*Opis zadania*: Przepisz wiernie i w całości poniższy wywiad z Łukaszem Nicpanem.

*Tekst źródłowy*:

#####

Najpierw pojawia się rytm

Z Łukaszem Nicpanem rozmawia Elżbieta Isakiewicz

Fot. Krzysztof Dubiel

Fot. Krzysztof Dubiel

Wyznałeś mi, że na wieść o zamiarze zrobienia z tobą okładkowego wywiadu dla „Nowych Książek” ogarnęło cię przerażenie. „Przecież ja nic nie wiem o poezji!”, złapałeś się za głowę. Ty, autor sześciu zbiorów z wierszami, dostrzeżonych i w większości nagradzanych, oraz dwóch książek prozą, która też jest poezją. Jednocześnie nie masz wątpliwości, że szef kuchni we włoskiej Modenie, bohater wiersza otwierającego twój najnowszy tomik Apel wieczorny, jest poetą. Jak wytłumaczysz ten paradoks?

Przypuszczam, że nie jestem jedynym poetą (do niedawna wstydziłem się tego słowa, nie brałem go do siebie), który tego nie wie. Czym jest poezja, jak powstaje w umyśle niektórych ludzi, szczególnie w twoim własnym? Wpadłem kiedyś na taki koncept: poezja jest dialogiem dwóch istot. Człowieka obdarzonego pewną specyficzną zdolnością oraz języka, ojczystego języka tej osoby. Oni ze sobą dialogują. Czasem jeden zaczyna rozmowę, czasem drugi. W powieści, jak słyszę, dialogują tak ze sobą autor i stworzone przez niego postaci, gdy już okrzepną i nabiorą samodzielności. Pisała o tym m.in. Olga Tokarczuk w Czułym narratorze. Ta druga istota, język, odzywa się np. w te słowa (ni stąd, ni zowąd, w umyśle tej pierwszej), mówi: „godzina drobiazgowa”. I tego właśnie człowiek nie wie, dlaczego to usłyszał w swojej głowie, dlaczego mu się tak pomyślało. Ale to wystarczy, żeby jak skwarki na patelni zaskwierczały zarodki wiersza. Wychodząc od nich, poeta może napisać wiersz o miłości do kota albo opisać wzgórze wawelskie w deszczowy wieczór. Wychodząc od takich zarodków, może powędrować w najróżniejsze strony. Szef kuchni z Modeny, o którym przeczytałem w jakimś reportażu z kolorowymi zdjęciami, okazał się takim zarodkiem. Nagle zaskwierczał na mojej patelni. I zaczął biegać po targu, wśród konkretów, owoców morza, „koszy oliwek i cytryn” jak z wiersza Miłosza Campo di Fiori. Ten targ i to skojarzenie uczyniły mi szefa kuchni z Modeny poetą. Istotą poezji, jeśli cokolwiek, jest bowiem konkret i odpowiednie dlań słowo. Rzecz i słowo.

#####

*Surowe wpisy*:
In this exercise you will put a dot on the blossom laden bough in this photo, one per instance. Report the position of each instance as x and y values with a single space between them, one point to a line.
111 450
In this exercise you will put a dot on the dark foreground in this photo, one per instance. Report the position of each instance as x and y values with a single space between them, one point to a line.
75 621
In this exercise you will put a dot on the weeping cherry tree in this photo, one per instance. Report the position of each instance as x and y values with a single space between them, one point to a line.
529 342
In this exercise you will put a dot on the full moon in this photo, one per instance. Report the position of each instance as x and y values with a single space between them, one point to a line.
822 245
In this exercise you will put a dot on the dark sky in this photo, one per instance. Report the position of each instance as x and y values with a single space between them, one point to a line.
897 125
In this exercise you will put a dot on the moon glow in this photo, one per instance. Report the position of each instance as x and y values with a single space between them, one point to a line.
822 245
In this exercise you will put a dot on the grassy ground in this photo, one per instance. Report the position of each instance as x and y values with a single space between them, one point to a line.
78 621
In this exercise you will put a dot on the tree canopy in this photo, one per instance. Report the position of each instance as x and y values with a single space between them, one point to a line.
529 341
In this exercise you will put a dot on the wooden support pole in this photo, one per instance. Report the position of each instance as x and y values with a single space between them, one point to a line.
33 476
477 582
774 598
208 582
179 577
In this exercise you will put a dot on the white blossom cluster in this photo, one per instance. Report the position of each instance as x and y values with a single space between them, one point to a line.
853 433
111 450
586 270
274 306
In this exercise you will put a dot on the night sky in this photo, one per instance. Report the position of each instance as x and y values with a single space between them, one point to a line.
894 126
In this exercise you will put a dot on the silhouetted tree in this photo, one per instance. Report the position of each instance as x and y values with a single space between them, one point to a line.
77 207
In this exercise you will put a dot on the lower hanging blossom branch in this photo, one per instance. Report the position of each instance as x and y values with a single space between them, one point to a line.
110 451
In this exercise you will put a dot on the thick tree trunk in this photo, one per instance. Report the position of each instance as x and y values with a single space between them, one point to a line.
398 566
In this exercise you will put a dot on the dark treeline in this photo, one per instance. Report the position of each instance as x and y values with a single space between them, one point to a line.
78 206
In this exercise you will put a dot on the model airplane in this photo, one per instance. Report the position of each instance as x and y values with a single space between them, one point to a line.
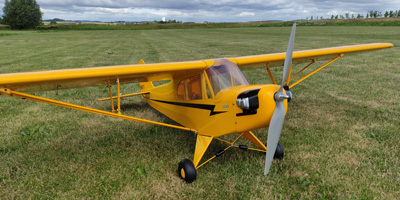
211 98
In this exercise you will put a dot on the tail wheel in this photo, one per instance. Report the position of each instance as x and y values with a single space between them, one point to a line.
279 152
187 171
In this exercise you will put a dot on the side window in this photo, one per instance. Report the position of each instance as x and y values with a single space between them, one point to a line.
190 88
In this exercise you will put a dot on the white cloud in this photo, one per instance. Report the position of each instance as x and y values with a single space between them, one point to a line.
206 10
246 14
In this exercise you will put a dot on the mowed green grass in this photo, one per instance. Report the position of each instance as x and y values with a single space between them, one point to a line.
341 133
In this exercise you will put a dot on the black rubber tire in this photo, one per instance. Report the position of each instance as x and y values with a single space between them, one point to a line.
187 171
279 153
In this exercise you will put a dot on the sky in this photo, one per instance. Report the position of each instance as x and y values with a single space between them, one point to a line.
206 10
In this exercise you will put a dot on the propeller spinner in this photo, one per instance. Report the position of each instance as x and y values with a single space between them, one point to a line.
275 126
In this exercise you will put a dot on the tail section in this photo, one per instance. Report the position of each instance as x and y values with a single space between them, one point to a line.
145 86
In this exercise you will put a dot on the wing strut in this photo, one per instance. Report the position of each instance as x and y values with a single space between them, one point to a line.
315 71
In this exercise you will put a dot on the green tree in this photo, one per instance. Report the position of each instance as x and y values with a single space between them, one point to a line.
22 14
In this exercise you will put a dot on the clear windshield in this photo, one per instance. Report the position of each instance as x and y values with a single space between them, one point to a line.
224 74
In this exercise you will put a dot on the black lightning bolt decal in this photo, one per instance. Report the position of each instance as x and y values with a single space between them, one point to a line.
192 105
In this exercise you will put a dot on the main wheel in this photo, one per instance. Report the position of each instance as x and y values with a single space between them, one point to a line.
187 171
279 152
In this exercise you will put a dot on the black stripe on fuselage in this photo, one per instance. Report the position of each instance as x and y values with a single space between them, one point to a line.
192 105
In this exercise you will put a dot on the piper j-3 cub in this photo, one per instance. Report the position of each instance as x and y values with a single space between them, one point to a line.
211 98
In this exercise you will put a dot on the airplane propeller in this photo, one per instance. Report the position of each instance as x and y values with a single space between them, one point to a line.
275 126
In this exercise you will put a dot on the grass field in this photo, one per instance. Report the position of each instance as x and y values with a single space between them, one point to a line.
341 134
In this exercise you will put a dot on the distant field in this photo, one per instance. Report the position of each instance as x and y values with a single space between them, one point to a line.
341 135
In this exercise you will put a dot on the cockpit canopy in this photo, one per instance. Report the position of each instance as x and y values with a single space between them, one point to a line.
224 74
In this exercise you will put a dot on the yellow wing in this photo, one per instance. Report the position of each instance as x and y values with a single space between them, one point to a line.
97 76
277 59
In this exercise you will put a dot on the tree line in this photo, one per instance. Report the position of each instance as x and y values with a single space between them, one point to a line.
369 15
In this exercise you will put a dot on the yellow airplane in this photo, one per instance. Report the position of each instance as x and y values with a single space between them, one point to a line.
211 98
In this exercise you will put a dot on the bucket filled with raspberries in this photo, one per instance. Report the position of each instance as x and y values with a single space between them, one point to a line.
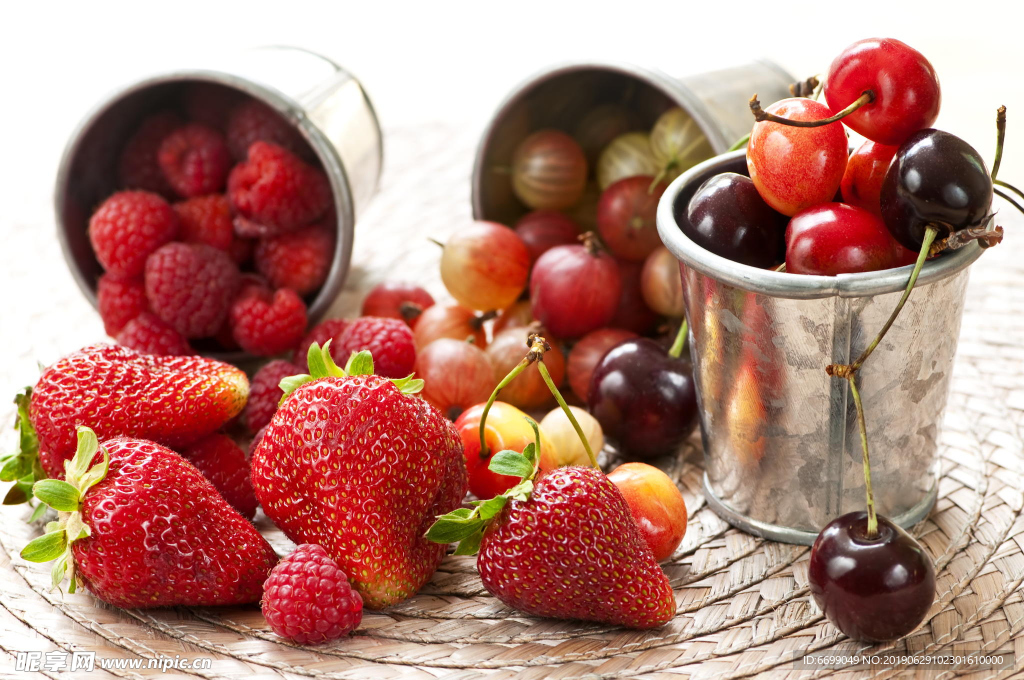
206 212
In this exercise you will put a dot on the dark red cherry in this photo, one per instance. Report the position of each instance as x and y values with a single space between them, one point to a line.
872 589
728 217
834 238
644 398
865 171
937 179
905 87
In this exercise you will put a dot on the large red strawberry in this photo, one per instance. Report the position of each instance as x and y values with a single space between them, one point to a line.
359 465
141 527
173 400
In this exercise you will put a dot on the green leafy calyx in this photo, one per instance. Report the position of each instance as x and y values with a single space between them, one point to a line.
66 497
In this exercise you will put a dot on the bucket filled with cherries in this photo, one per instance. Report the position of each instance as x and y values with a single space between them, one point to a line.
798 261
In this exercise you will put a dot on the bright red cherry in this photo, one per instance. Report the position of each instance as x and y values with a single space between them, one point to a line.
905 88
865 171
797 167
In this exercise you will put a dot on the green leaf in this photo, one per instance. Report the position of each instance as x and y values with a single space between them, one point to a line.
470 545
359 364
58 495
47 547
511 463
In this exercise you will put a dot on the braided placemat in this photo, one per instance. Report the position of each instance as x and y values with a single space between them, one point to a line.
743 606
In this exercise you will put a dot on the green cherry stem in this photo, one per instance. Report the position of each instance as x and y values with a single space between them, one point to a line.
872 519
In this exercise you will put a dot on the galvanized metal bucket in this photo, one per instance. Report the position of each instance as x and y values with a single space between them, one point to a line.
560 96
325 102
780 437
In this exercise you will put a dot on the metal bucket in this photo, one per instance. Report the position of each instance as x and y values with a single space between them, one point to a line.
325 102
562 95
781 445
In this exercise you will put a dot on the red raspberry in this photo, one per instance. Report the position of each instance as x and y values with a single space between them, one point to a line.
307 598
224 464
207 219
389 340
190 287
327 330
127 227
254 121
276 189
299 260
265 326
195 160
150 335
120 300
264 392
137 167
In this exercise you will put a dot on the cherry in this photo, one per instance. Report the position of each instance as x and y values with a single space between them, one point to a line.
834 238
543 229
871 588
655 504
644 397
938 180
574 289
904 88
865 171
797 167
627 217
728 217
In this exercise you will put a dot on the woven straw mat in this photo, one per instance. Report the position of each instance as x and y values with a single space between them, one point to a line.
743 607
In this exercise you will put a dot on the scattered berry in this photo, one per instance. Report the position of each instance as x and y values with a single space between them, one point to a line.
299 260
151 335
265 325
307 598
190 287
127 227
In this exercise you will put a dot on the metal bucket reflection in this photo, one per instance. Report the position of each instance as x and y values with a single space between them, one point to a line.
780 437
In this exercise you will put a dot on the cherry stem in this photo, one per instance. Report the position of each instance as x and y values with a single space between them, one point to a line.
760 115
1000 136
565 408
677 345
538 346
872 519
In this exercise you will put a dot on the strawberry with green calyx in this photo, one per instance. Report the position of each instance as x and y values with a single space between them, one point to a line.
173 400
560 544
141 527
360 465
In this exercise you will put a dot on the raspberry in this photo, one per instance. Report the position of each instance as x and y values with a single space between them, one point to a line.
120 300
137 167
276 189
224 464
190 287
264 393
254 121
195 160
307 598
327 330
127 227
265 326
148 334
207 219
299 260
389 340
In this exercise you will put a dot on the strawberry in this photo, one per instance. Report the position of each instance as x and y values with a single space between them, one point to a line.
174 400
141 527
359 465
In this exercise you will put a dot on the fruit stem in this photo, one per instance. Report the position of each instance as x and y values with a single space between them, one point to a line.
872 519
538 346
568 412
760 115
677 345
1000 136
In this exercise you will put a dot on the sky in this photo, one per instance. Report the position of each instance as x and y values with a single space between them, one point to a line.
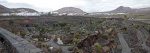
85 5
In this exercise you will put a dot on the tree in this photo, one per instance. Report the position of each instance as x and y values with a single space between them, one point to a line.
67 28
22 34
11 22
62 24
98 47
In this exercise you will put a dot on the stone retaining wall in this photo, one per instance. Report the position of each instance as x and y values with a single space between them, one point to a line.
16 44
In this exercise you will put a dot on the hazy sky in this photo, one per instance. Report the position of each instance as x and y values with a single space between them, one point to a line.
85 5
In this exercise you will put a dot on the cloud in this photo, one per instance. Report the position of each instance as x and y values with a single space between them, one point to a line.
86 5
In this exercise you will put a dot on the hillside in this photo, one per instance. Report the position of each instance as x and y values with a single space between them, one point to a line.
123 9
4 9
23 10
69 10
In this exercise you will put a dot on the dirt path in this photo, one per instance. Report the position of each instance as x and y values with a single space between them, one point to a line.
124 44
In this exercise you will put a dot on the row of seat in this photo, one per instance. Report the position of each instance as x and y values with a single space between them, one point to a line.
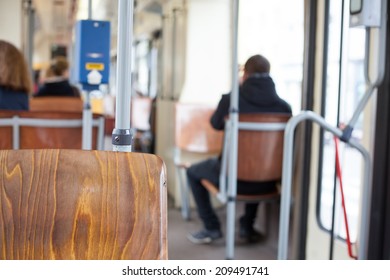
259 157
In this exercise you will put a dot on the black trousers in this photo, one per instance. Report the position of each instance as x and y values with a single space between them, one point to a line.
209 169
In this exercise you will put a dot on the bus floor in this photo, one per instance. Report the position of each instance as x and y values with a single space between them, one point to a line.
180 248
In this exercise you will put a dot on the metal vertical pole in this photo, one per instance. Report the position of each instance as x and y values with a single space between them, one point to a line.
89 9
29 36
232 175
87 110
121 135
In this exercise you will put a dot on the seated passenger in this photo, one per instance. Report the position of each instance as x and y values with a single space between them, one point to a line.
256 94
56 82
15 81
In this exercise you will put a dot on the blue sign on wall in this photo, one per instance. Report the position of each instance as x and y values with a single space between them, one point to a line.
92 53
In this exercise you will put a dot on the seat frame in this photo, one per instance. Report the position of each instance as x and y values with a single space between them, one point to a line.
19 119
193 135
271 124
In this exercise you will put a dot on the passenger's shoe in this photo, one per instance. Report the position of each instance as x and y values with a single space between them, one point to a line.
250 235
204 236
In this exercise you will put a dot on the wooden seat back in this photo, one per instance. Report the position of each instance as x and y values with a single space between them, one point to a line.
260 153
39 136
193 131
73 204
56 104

#####

*Rozwiązanie zadania*:
Najpierw pojawia się rytm

Z Łukaszem Nicpanem rozmawia Elżbieta Isakiewicz

Fot. Krzysztof Dubiel

Fot. Krzysztof Dubiel

Wyznałeś mi, że na wieść o zamiarze zrobienia z tobą okładkowego wywiadu dla „Nowych Książek” ogarnęło cię przerażenie. „Przecież ja nic nie wiem o poezji!”, złapałeś się za głowę. Ty, autor sześciu zbiorów z wierszami, dostrzeżonych i w większości nagradzanych, oraz dwóch książek prozą, która też jest poezją. Jednocześnie nie masz wątpliwości, że szef kuchni we włoskiej Modenie, bohater wiersza otwierającego twój najnowszy tomik Apel wieczorny, jest poetą. Jak wytłumaczysz ten paradoks?

Przypuszczam, że nie jestem jedynym poetą (do niedawna wstydziłem się tego słowa, nie brałem go do siebie), który tego nie wie. Czym jest poezja, jak powstaje w umyśle niektórych ludzi, szczególnie w twoim własnym? Wpadłem kiedyś na taki koncept: poezja jest dialogiem dwóch istot. Człowieka obdarzonego pewną specyficzną zdolnością oraz języka, ojczystego języka tej osoby. Oni ze sobą dialogują. Czasem jeden zaczyna rozmowę, czasem drugi. W powieści, jak słyszę, dialogują tak ze sobą autor i stworzone przez niego postaci, gdy już okrzepną i nabiorą samodzielności. Pisała o tym m.in. Olga Tokarczuk w Czułym narratorze. Ta druga istota, język, odzywa się np. w te słowa (ni stąd, ni zowąd, w umyśle tej pierwszej), mówi: „godzina drobiazgowa”. I tego właśnie człowiek nie wie, dlaczego to usłyszał w swojej głowie, dlaczego mu się tak pomyślało. Ale to wystarczy, żeby jak skwarki na patelni zaskwierczały zarodki wiersza. Wychodząc od nich, poeta może napisać wiersz o miłości do kota albo opisać wzgórze wawelskie w deszczowy wieczór. Wychodząc od takich zarodków, może powędrować w najróżniejsze strony. Szef kuchni z Modeny, o którym przeczytałem w jakimś reportażu z kolorowymi zdjęciami, okazał się takim zarodkiem. Nagle zaskwierczał na mojej patelni. I zaczął biegać po targu, wśród konkretów, owoców morza, „koszy oliwek i cytryn” jak z wiersza Miłosza Campo di Fiori. Ten targ i to skojarzenie uczyniły mi szefa kuchni z Modeny poetą. Istotą poezji, jeśli cokolwiek, jest bowiem konkret i odpowiednie dlań słowo. Rzecz i słowo.